(Text)
◆ ◆ ◆ ◆

Dirtadian tested his patience and resolve following a shoulder-replacement surgery that one doctor predicted would end his competitive golf career. Dirtadian worked hard to regain strength in his right shoulder and is thankful to be playing his 10th USGA championship at Mountain Ridge, where he shot 77–73 during stroke play to miss out on match play.
Although performing and golf are similar, there are differences. He receives a bigger sense of exhilaration while on stage than on the course, and there is a lot less predictability in competing in a golf tournament, which Dirtadian likens to another aspect of show business.
"Performing isn’t necessarily like tournament golf; auditioning is," said Dirtadian. "Auditioning for strange people can get a lump in your throat pretty quickly, just like in golf."
At 6-foot-3, Pat Tallent is taller than most of the players in the field at the USGA Senior Amateur and looks more like a basketball player than a golfer. So it’s not surprising to learn that Tallent was an All-American basketball player at George Washington University before being drafted by the Washington Bullets in the sixth round of the 1976 NBA draft.
After a short-lived NBA career, Tallent, now 59, stayed in the Washington, D.C., area went to work for Price Waterhouse, where a colleague was Charlie Zink, who is now co-COO of the PGA Tour. Zink encouraged Tallent, then a five handicap, to join Congressional Country Club in 1980.
"For a number of years I was working so I wasn’t very serious about it," said Tallent, who shot 149 during qualifying at Mountain Ridge and is one of 11 players competing for nine match-play spots Monday morning. "I kept playing a little bit, club championships and such, and pretty soon I realized I could be pretty good at this game."

◆ ◆ ◆ ◆

(Given information)

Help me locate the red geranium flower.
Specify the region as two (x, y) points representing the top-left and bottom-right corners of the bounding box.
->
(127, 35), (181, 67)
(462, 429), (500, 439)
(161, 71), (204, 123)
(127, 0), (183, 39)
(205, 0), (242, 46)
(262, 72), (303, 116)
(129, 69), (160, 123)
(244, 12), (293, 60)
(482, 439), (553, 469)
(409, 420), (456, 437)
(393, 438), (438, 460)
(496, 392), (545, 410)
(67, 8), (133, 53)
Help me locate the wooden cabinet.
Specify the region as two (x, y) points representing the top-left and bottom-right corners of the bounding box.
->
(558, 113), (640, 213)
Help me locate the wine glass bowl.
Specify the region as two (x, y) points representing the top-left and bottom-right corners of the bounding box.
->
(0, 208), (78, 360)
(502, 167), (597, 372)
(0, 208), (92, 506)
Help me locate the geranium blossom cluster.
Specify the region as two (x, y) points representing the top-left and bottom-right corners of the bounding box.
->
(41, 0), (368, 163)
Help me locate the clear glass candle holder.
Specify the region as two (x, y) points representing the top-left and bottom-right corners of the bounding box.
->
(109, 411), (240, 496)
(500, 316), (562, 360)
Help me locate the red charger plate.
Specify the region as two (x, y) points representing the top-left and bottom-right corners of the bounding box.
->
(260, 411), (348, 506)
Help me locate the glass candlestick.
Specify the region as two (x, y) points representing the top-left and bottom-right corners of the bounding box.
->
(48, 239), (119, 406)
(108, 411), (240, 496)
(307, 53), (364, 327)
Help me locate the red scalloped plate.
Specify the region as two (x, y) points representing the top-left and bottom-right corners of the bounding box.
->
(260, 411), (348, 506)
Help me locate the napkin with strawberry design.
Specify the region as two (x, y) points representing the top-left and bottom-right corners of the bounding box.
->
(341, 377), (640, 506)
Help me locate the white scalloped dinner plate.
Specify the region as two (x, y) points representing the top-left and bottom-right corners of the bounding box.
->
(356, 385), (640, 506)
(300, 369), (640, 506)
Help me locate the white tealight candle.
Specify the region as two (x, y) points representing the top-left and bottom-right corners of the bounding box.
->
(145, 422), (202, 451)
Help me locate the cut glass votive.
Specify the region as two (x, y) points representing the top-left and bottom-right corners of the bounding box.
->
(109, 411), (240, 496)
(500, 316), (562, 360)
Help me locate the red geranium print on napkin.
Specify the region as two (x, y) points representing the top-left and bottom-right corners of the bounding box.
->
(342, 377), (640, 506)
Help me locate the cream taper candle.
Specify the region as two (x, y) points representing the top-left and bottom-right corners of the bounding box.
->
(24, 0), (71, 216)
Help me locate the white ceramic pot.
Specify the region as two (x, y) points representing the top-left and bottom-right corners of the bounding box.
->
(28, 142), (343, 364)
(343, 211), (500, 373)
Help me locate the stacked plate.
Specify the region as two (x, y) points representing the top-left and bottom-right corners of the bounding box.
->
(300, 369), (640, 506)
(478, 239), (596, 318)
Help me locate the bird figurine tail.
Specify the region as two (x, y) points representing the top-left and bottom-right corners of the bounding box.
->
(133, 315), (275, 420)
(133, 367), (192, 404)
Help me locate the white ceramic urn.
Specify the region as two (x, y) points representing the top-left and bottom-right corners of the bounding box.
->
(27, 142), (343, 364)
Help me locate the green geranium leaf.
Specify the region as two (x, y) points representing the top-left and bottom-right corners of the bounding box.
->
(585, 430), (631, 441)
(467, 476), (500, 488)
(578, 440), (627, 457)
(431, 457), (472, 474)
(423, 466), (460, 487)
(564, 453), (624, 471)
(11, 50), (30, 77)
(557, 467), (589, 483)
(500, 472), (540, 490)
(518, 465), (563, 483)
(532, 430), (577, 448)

◆ ◆ ◆ ◆

(Problems to solve)
1: List every person named in the golf article.
2: Continue the golf article past its last sentence.
The records come from a different source than the golf article.

(Answer set)
1: Dirtadian, Pat Tallent, Charlie Zink

2:
Now director at World Resources Company and a resident of Vienna, Va., Tallent has achieved as much success on the course as he did on the court. He was the runner-up in the 2010 USGA Senior Amateur, is a two-time winner of the Maryland Amateur twice, and has won the Virginia Amateur, Middle Atlantic Amateur and the Middle Atlantic Senior Amateur.
The 2012 USGA Senior Amateur is Tallent’s 26th USGA championship. While the glory days of the other players from the 1976 NBA draft such as Robert Parish and Adrian Dantley are long past, Tallent is still in the competitive arena.
And he still applies his basketball experience to golf.
"Putting the ball is a lot like shooting foul shots because you’re standing there – there’s the basket, here you are – and there’s no excuse for why you wouldn’t make it," he said. "The good thing about the individual play is that you don’t have a crutch. You’re out there on your own and everybody has to write their scores down at the end of the day."
Mina and Gary Hardin, of Fort Worth, Texas, are senior amateur golf’s power couple.
The winner of the 2010 USGA Senior Women’s Amateur, Mina is also a two-time USGA championship finalist and has appeared in dozens of national championships, including six U.S. Women’s Opens.
The 2012 USGA Senior Amateur is Gary’s 11th USGA championship since his amateur status was reinstated in 1994.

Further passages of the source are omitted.